» **Problem to solve**:
Render all of the data below as a Markdown table with two columns, Row and Line, putting a running row number in Row and the text of each line in Line. Omit the pictures and any blank lines.

» **Data for this exercise**:

________________________________________

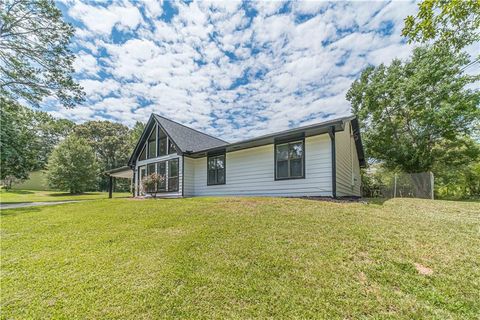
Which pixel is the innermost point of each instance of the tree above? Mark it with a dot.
(49, 132)
(16, 136)
(35, 61)
(27, 139)
(111, 143)
(454, 23)
(72, 166)
(410, 111)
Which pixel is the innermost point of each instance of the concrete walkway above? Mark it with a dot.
(33, 204)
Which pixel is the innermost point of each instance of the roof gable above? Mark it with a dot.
(185, 139)
(188, 139)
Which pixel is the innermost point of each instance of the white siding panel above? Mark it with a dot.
(348, 168)
(251, 172)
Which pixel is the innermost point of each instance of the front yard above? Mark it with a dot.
(16, 196)
(241, 258)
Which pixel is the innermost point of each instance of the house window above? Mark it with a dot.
(162, 146)
(161, 171)
(143, 154)
(216, 169)
(289, 160)
(173, 175)
(171, 147)
(142, 172)
(150, 170)
(152, 144)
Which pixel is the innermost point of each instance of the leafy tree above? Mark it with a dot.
(27, 139)
(72, 166)
(17, 136)
(35, 61)
(454, 23)
(49, 132)
(111, 143)
(410, 111)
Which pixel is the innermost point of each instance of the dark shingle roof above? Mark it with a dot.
(188, 139)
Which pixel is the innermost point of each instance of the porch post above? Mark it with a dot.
(133, 184)
(110, 186)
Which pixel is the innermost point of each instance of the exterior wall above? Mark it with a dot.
(189, 177)
(348, 168)
(251, 172)
(158, 159)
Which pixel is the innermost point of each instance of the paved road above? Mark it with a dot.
(32, 204)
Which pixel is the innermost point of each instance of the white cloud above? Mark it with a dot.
(86, 64)
(100, 20)
(218, 70)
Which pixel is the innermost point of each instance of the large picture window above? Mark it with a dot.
(216, 169)
(152, 144)
(289, 160)
(173, 175)
(171, 147)
(162, 171)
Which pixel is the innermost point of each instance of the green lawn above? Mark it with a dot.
(15, 196)
(241, 258)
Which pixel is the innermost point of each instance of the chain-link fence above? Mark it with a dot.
(402, 185)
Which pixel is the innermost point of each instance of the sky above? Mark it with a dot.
(235, 70)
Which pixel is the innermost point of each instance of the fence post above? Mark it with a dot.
(432, 181)
(395, 186)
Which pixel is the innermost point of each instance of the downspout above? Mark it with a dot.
(331, 133)
(183, 175)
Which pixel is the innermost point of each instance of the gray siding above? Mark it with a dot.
(348, 168)
(251, 172)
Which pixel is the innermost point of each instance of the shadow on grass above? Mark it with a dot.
(68, 194)
(19, 191)
(16, 211)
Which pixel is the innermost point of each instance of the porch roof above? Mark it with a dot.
(122, 172)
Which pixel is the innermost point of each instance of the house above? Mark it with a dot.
(322, 159)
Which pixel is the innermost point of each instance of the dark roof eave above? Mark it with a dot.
(120, 169)
(269, 138)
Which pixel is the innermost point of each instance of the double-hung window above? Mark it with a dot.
(289, 160)
(216, 169)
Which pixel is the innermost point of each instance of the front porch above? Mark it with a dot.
(123, 172)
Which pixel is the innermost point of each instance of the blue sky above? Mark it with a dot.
(231, 69)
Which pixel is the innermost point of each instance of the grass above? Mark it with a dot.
(16, 196)
(241, 258)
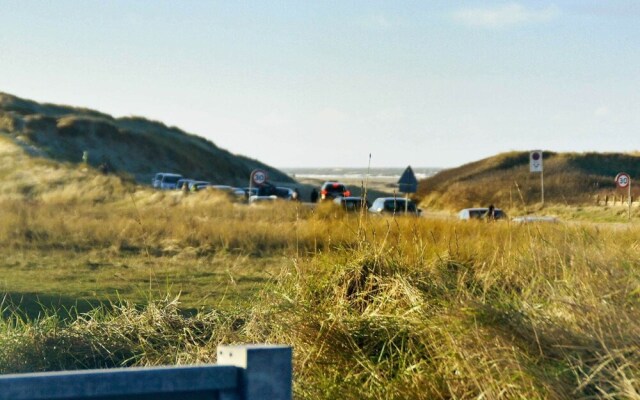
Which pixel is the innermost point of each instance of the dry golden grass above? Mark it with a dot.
(376, 308)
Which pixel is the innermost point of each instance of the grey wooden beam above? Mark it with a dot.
(115, 382)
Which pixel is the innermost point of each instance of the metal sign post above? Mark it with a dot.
(535, 165)
(408, 183)
(623, 180)
(258, 177)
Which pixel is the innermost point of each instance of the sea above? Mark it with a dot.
(389, 173)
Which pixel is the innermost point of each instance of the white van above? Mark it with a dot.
(165, 180)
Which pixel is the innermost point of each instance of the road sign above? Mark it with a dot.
(535, 161)
(623, 180)
(408, 182)
(258, 176)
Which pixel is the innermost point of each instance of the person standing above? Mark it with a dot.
(490, 215)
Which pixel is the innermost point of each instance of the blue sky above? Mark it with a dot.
(325, 83)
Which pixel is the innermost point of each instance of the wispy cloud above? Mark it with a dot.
(505, 16)
(274, 120)
(375, 21)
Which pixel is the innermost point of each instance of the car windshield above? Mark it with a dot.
(398, 205)
(335, 188)
(171, 179)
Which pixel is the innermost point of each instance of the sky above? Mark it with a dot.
(327, 83)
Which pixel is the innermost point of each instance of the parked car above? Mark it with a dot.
(182, 182)
(352, 203)
(394, 205)
(251, 191)
(330, 190)
(262, 199)
(284, 192)
(223, 188)
(165, 180)
(479, 213)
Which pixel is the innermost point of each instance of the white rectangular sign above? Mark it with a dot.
(535, 161)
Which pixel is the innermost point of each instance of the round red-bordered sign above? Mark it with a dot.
(623, 180)
(259, 176)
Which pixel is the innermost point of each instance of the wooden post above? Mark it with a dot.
(266, 370)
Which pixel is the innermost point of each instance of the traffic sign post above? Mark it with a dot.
(257, 177)
(623, 180)
(408, 183)
(535, 165)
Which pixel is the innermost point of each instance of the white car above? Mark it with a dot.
(165, 180)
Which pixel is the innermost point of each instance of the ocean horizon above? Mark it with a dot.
(357, 173)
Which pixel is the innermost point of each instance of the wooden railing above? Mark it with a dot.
(248, 372)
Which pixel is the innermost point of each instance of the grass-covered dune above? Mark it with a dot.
(505, 180)
(99, 272)
(132, 145)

________________________________________

» **Task answer**:
| Row | Line |
|---|---|
| 1 | Which pixel is the innermost point of each instance of the tree above? Mark it with a dot. |
| 2 | (49, 132) |
| 3 | (16, 136) |
| 4 | (35, 61) |
| 5 | (27, 139) |
| 6 | (111, 143) |
| 7 | (454, 23) |
| 8 | (72, 166) |
| 9 | (410, 111) |
| 10 | Which pixel is the innermost point of each instance of the concrete walkway above? Mark it with a dot. |
| 11 | (33, 204) |
| 12 | Which pixel is the innermost point of each instance of the roof gable above? Mark it with a dot. |
| 13 | (185, 139) |
| 14 | (188, 139) |
| 15 | Which pixel is the innermost point of each instance of the white siding panel above? Mark it with a dot. |
| 16 | (348, 168) |
| 17 | (251, 172) |
| 18 | Which pixel is the innermost point of each instance of the front yard above? Mark it with a dot. |
| 19 | (16, 196) |
| 20 | (241, 258) |
| 21 | Which pixel is the innermost point of each instance of the house window above? Mark it with a dot. |
| 22 | (162, 146) |
| 23 | (161, 171) |
| 24 | (143, 154) |
| 25 | (216, 169) |
| 26 | (289, 160) |
| 27 | (173, 175) |
| 28 | (171, 147) |
| 29 | (142, 172) |
| 30 | (150, 170) |
| 31 | (152, 144) |
| 32 | Which pixel is the innermost point of each instance of the leafy tree above? Mark it with a dot. |
| 33 | (27, 139) |
| 34 | (72, 166) |
| 35 | (17, 136) |
| 36 | (35, 61) |
| 37 | (454, 23) |
| 38 | (49, 132) |
| 39 | (111, 143) |
| 40 | (410, 111) |
| 41 | Which pixel is the innermost point of each instance of the dark shingle roof above? Mark it with a dot. |
| 42 | (188, 139) |
| 43 | Which pixel is the innermost point of each instance of the porch post above? Mark it with a dot. |
| 44 | (133, 184) |
| 45 | (110, 186) |
| 46 | Which pixel is the innermost point of each instance of the exterior wall above? Mark it with a dot. |
| 47 | (189, 177) |
| 48 | (348, 168) |
| 49 | (251, 172) |
| 50 | (158, 159) |
| 51 | Which pixel is the innermost point of each instance of the paved road above? Mark it with a dot. |
| 52 | (32, 204) |
| 53 | Which pixel is the innermost point of each instance of the white cloud above? Mark it with a dot. |
| 54 | (86, 64) |
| 55 | (100, 20) |
| 56 | (218, 70) |
| 57 | Which pixel is the innermost point of each instance of the large picture window above? Mark it with a dot. |
| 58 | (216, 169) |
| 59 | (152, 144) |
| 60 | (289, 160) |
| 61 | (173, 175) |
| 62 | (171, 147) |
| 63 | (162, 171) |
| 64 | Which pixel is the innermost point of each instance of the green lawn above? Mark it with a dot. |
| 65 | (15, 196) |
| 66 | (241, 258) |
| 67 | Which pixel is the innermost point of each instance of the chain-link fence above? Mark it with a dot. |
| 68 | (402, 185) |
| 69 | Which pixel is the innermost point of each instance of the sky above? Mark it with a dot. |
| 70 | (235, 70) |
| 71 | Which pixel is the innermost point of each instance of the fence post above? Mark it with a dot. |
| 72 | (432, 181) |
| 73 | (395, 186) |
| 74 | Which pixel is the innermost point of each instance of the downspout above? Mark it with a dot. |
| 75 | (331, 133) |
| 76 | (183, 175) |
| 77 | Which pixel is the innermost point of each instance of the gray siding above? Mark it with a dot. |
| 78 | (348, 168) |
| 79 | (251, 172) |
| 80 | Which pixel is the innermost point of each instance of the shadow on grass above? Mark it with a dot. |
| 81 | (68, 194) |
| 82 | (19, 191) |
| 83 | (16, 211) |
| 84 | Which pixel is the innermost point of each instance of the porch roof above? Mark it with a dot. |
| 85 | (122, 172) |
| 86 | Which pixel is the innermost point of each instance of the house above? Mark it with a dot. |
| 87 | (322, 159) |
| 88 | Which pixel is the innermost point of each instance of the dark roof eave above? Mark it with a dot. |
| 89 | (120, 169) |
| 90 | (269, 138) |
| 91 | Which pixel is the innermost point of each instance of the double-hung window above? Mark it with a dot. |
| 92 | (289, 160) |
| 93 | (216, 169) |
| 94 | Which pixel is the innermost point of each instance of the front porch above? Mark it with a dot. |
| 95 | (123, 172) |
| 96 | Which pixel is the innermost point of each instance of the blue sky above? Mark it with a dot. |
| 97 | (231, 69) |
| 98 | Which pixel is the innermost point of each instance of the grass above? Mark it with a dot. |
| 99 | (16, 196) |
| 100 | (241, 258) |
| 101 | Which pixel is the innermost point of each instance of the dry golden grass above? Mark it with a dot. |
| 102 | (376, 308) |
| 103 | Which pixel is the innermost point of each instance of the grey wooden beam above? Mark it with a dot. |
| 104 | (115, 382) |
| 105 | Which pixel is the innermost point of each instance of the metal sign post above? Mark it with a dot. |
| 106 | (535, 165) |
| 107 | (408, 183) |
| 108 | (623, 180) |
| 109 | (258, 177) |
| 110 | Which pixel is the innermost point of each instance of the sea above? Mark it with a dot. |
| 111 | (389, 173) |
| 112 | Which pixel is the innermost point of each instance of the white van above? Mark it with a dot. |
| 113 | (165, 180) |
| 114 | Which pixel is the innermost point of each instance of the road sign above? Mark it with a dot. |
| 115 | (535, 161) |
| 116 | (623, 180) |
| 117 | (408, 182) |
| 118 | (258, 176) |
| 119 | Which pixel is the innermost point of each instance of the person standing above? Mark it with a dot. |
| 120 | (490, 215) |
| 121 | Which pixel is the innermost point of each instance of the blue sky above? Mark it with a dot. |
| 122 | (325, 83) |
| 123 | Which pixel is the innermost point of each instance of the wispy cloud above? Mark it with a dot. |
| 124 | (505, 16) |
| 125 | (274, 120) |
| 126 | (375, 21) |
| 127 | Which pixel is the innermost point of each instance of the car windshield above? Mark it with a dot. |
| 128 | (398, 205) |
| 129 | (335, 188) |
| 130 | (171, 179) |
| 131 | Which pixel is the innermost point of each instance of the sky above? Mark it with a dot. |
| 132 | (327, 83) |
| 133 | Which pixel is the innermost point of each instance of the parked car above? Mark it with a dot. |
| 134 | (182, 182) |
| 135 | (352, 203) |
| 136 | (394, 205) |
| 137 | (251, 191) |
| 138 | (330, 190) |
| 139 | (262, 199) |
| 140 | (284, 192) |
| 141 | (223, 188) |
| 142 | (165, 180) |
| 143 | (479, 213) |
| 144 | Which pixel is the innermost point of each instance of the white rectangular sign above? Mark it with a dot. |
| 145 | (535, 161) |
| 146 | Which pixel is the innermost point of each instance of the round red-bordered sign above? Mark it with a dot. |
| 147 | (623, 180) |
| 148 | (259, 176) |
| 149 | Which pixel is the innermost point of each instance of the wooden post above? Mark it with a dot. |
| 150 | (266, 370) |
| 151 | Which pixel is the innermost point of each instance of the traffic sign post above? Mark it with a dot. |
| 152 | (257, 177) |
| 153 | (623, 180) |
| 154 | (408, 183) |
| 155 | (535, 165) |
| 156 | Which pixel is the innermost point of each instance of the white car above? Mark it with a dot. |
| 157 | (165, 180) |
| 158 | Which pixel is the innermost point of each instance of the ocean horizon above? Mark it with a dot. |
| 159 | (357, 173) |
| 160 | Which pixel is the innermost point of each instance of the wooden railing above? Mark it with a dot. |
| 161 | (248, 372) |
| 162 | Which pixel is the innermost point of each instance of the grass-covered dune above? Mark it with a dot. |
| 163 | (505, 180) |
| 164 | (99, 272) |
| 165 | (132, 145) |